Cumhuriyetimiz genç bir cumhuriyettir ancak Türkiye, bugün, milletiyle, Parlamentosuyla, ordusuyla, emniyet, sağlık, adalet, eğitim kurumlarıyla bölgesinin en güçlü, dünyanın en itibarlı devletlerinden birisi konumundadır. Dün büyük zorluklarla kurulan genç cumhuriyet, bugün, demokrasi alanında aldığı mesafe, istikrarlı bir şekilde büyüyen ekonomik yapısı, barışçı diplomasisi, gerçekleştirdiği kalkınma hamleleriyle, dünyanın gıptayla izlediği büyük bir ülke olmuştur. Daha da büyüyeceğiz, daha da güçleneceğiz. Kendi sınırları içine kapanan küçük bir devlet olmak yerine, Atatürk'ün ifadeleriyle, muasır medeniyetler seviyesini, hatta aşmayı hedefleyen bir anlayışla adımlarımızı daha da ileri atacağız. Cumhuriyet, Edirne'den Kars'a, Van'dan İzmir'e, Hakkâri'den Antalya'ya kadar milletimizin bütün fertlerinin el birliğiyle kurduğu ve bize miras bıraktığı bir emanettir. Halkımız, Gazi Mustafa Kemal'in ve arkadaşlarının bizlere emanet ettiği, başta cumhuriyet olmak üzere onun ilke ve düşüncelerine her zamankinden daha fazla istekle sahip çıkmaktadır.
İşte bu nedenlerden dolayı, 10 Kasım 1938, Atatürk'ün aramızdan ayrılarak ebediyete göç etmesi cumhuriyet ve insanımız için bir son değildir. Türkiye Cumhuriyeti, barış içinde, kardeşlik içinde, birlik ve beraberlik içinde yoluna devam edecektir.

______________________________

Yapılacaklar:
1 - Cumhuriyet konulu metne göre şu soruları cevaplayın:
(a) Milletin bütün fertlerinin el birliğiyle kurduğu cumhuriyet, metinde nasıl nitelendirilir?
(b) Atatürk'ün ebediyete göç ettiği tarih olarak hangi gün geçer?
(c) Türkiye Cumhuriyeti'nin yoluna hangi şekilde devam edeceği söylenir?
2 - Cumhuriyet konulu metne, son cümlesinden sonra kaldığı yerden devam edin.
Buradan sonraki malzeme farklı bir kaynaktan alınmıştır.

Veri Dökümü:
______________________________

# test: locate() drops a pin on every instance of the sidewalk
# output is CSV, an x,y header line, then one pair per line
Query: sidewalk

______________________________

Cevaplar:
1 -
(a) Milletin bize miras bıraktığı bir emanet olarak nitelendirilir.
(b) 10 Kasım 1938.
(c) Barış içinde, kardeşlik içinde, birlik ve beraberlik içinde.

2 -
Sayın Başkan, değerli arkadaşlarım; bu vesileyle, Kurban Bayramı'ndan sonra ilk yaptığımız toplantı olması hasebiyle bütün milletvekili arkadaşlarımın geçirdiğimiz Kurban Bayramlarını tekrar candan tebrik ediyorum. Allah'tan sağlık ve mutluluk içinde daha nice bayramlara kavuşmamızı diliyorum. Depremde vefat eden kardeşlerimizle, vatandaşlarımızla birlikte dün akşam vukua gelen yeni depremde hayatını kaybeden, şu ana kadar sayısını 7 olarak bildiğimiz yurttaşlarımıza da Allah'tan rahmet diliyorum, kalanlarına sağlık ve afiyetler diliyorum.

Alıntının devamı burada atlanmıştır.